Selected passage:
········

The Codex App
Model quality & comparisons
- Many compare Codex to Claude Code and Gemini:
- Some report Codex 5.2 (esp. Codex High) excels on backend / highly logical tasks and complex multi-step work, while struggling more with UI/frontend details.
- Others say Opus 4.5 “wins” consistently on real-world codebases; Codex and Gemini are seen as slower and less “smart” for them.
- A subset find Codex “lazy” or “stupid”: poor doc lookup, shallow research, ignoring instructions, reverting to old framework versions, or giving up early; they see Claude Code as faster, more reliable, and better at one‑shotting tasks.
- There are also opposite anecdotes: Codex reliably fixing Claude’s mistakes, doing stronger code review, or solving problems Claude couldn’t.
Workflows & agent usage
- Several treat Codex/Claude as mid‑level “ticket taker” engineers: humans write detailed specs and plans, agents do grunt work, humans review.
- Split between:
- “Plan-first” workflows (requirements → plan.md → review → execute) to avoid drift.
- “Just do it” workflows where Codex is allowed to run longer, with users only supervising diffs.
- Parallel/multi‑agent:
- Codex app supports up to 4 agents per project; some already emulate this with multiple CLI sessions or tmux.
- Advocates see value in parallelizing work; skeptics liken unsupervised agents to outsourcing that returns an unmaintainable mess.
Codex app vs IDEs and other orchestrators
- Many ask why they should leave VS Code/Cursor/Claude Code + IDE integrations:
- VS Code + Codex is still preferred for deep, hands-on coding; Codex app is pitched as a higher‑level supervisor for multiple agents/projects, with built‑in git, diffs, terminal, and automations.
- Some dislike that code editing is de‑emphasized and prefer agent-in-sidebar + full IDE (e.g., Claude Code in Zed).
- The app is compared to Emdash, Conductor, Antigravity, Opencode, Goose, etc.; some see it as OpenAI’s first‑party version of existing multi‑agent/worktree managers.
Platform, UI & implementation
- Mac‑only (and initially ARM‑only) launch causes frustration from Windows/Linux users; OpenAI staff say Electron was chosen specifically to ship Windows/Linux soon, with Windows delayed by sandboxing.
- Strong debate over Electron:
- Critics see it as bloated, unprofessional for a company of this size, and symptomatic of “AI-built Electron slop.”
- Defenders argue cross‑platform speed and shared web stack outweigh native UX, and most users won’t care.
- Multiple complaints that the app feels unpolished and confusing; the demo game’s rough edges and sped‑up video are cited as bad optics.
Security & deployment
- Some refuse to run Codex outside a VM; others point to Codex’s documented macOS/Linux sandbox and third‑party tools to further isolate the CLI.
- Strong desire for:
- Remote/self‑hosted targets (SSH/VM/servers) with good orchestration, not just local worktrees.
- Seamless mobile handoff (phone as controller for a laptop/server session).
Limits, pricing & strategy
- Free ChatGPT users temporarily get Codex; paid plans get doubled Codex limits. This is widely read as a competitive move against Claude Code.
- Experiences with limits differ:
- Some never hit Codex caps but regularly exhaust Claude’s usage.
- Others hit Claude/Codex limits by running many agents in parallel and argue you “should” max out the subsidized compute.
- Broader strategic thread: perception that model quality gains are slowing and labs are pivoting to vertical integration, lock‑in, and workflow tooling (agents, MCP, orchestration) rather than pure model advances.
Attitudes toward AI coding
- Opinions range from enthusiastic (“ticket-taking coders are doomed; this lets one person do team‑sized projects”) to skeptical or hostile (“I don’t want to depend on AI; feels like busywork supervising fallible agents”).
- Several emphasize AI’s sweet spot today as “code monkey for tedious plumbing,” not unsupervised greenfield development.

········

Dataset excerpt:
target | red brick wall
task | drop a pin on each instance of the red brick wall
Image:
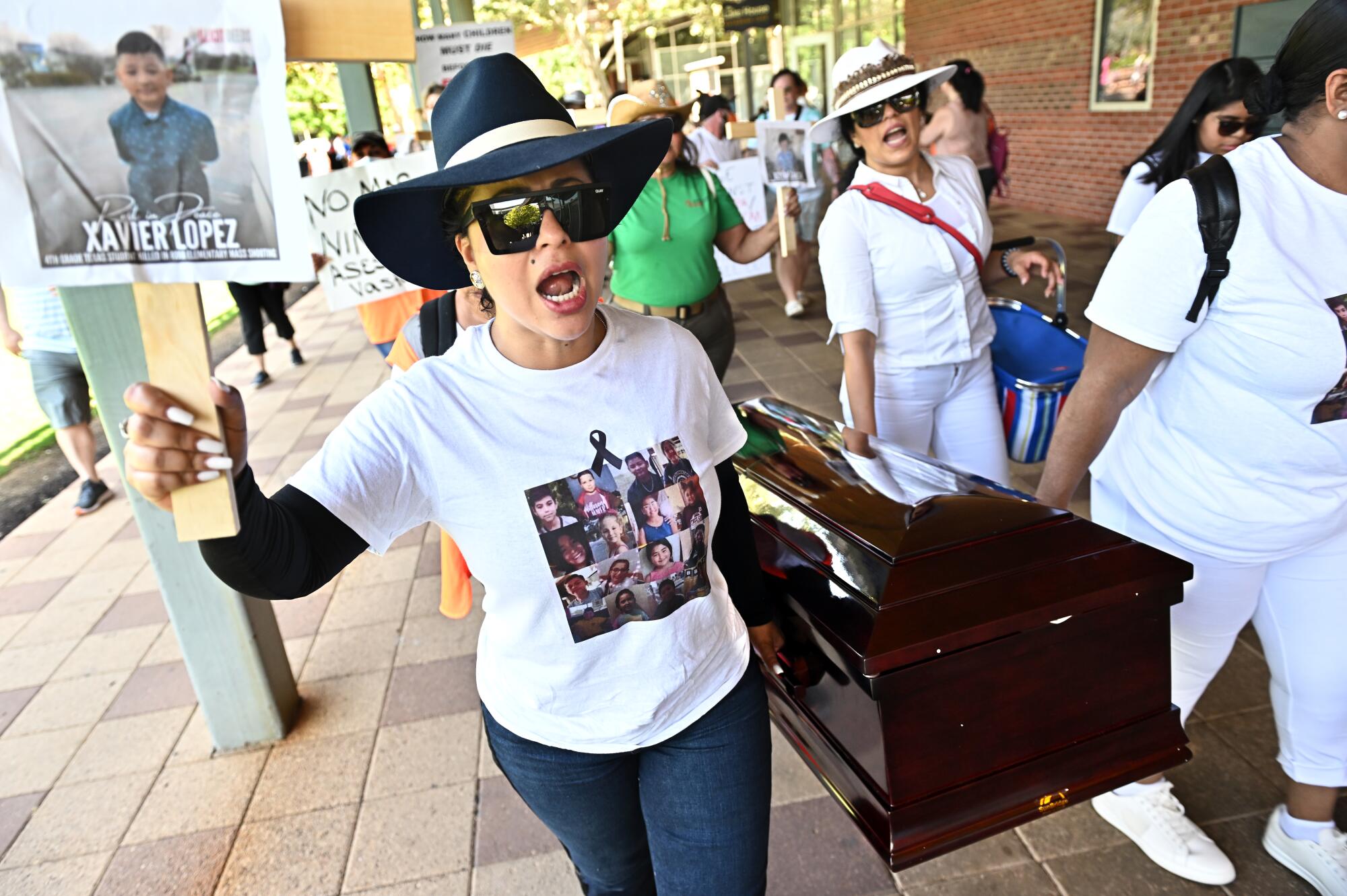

········

Exercise prompt: Rewrite the Codex app summary between "Workflows & agent" and "only supervising diffs.", inclusive, changing "grunt work" to "routine work".

Response to this exercise:
Workflows & agent usage
- Several treat Codex/Claude as mid‑level “ticket taker” engineers: humans write detailed specs and plans, agents do routine work, humans review.
- Split between:
- “Plan-first” workflows (requirements → plan.md → review → execute) to avoid drift.
- “Just do it” workflows where Codex is allowed to run longer, with users only supervising diffs.